(Beginning of SUPPLIED MATERIAL)
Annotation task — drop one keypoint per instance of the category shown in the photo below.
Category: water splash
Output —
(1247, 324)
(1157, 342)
(End of SUPPLIED MATERIAL)
(Beginning of SUPPLIED MATERIAL)
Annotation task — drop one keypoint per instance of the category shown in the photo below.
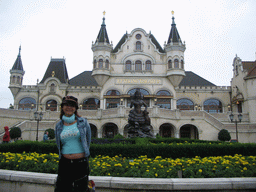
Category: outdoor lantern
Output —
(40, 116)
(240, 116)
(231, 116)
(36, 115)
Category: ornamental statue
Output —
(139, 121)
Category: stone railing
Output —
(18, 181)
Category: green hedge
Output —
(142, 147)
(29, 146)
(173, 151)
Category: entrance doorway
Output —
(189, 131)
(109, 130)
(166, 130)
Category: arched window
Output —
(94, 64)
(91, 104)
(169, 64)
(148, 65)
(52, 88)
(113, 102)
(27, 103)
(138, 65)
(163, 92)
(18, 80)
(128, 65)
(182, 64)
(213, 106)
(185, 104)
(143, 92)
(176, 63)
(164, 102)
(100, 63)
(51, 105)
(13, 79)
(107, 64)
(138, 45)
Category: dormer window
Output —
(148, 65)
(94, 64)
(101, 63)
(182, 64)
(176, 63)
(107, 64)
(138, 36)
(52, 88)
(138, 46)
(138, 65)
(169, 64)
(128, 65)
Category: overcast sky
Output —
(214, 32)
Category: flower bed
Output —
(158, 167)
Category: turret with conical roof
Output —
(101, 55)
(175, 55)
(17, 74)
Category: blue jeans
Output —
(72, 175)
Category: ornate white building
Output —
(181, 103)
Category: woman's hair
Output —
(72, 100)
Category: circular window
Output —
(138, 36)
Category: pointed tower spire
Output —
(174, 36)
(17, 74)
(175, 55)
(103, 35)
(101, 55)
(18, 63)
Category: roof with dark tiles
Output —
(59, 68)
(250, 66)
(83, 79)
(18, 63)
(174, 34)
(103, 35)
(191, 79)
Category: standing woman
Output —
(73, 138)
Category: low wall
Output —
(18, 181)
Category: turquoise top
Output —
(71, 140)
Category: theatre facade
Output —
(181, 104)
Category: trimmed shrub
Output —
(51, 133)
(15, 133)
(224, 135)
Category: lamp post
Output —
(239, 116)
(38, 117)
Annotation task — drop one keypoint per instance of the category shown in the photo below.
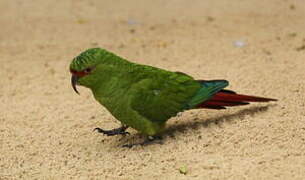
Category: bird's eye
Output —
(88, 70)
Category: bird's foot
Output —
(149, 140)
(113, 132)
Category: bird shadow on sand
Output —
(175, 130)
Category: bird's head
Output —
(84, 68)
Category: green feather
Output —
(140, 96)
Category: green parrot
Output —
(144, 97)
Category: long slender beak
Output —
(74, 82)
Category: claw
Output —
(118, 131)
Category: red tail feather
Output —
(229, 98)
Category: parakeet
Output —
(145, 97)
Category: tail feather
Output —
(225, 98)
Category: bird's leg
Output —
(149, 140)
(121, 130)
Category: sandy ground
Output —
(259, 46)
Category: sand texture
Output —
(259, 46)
(End of SUPPLIED MATERIAL)
WORK ORDER: When a line of the data holds the string "woman", pick it out and copy it.

WRITTEN REPLY:
Category: woman's hair
Category: standing woman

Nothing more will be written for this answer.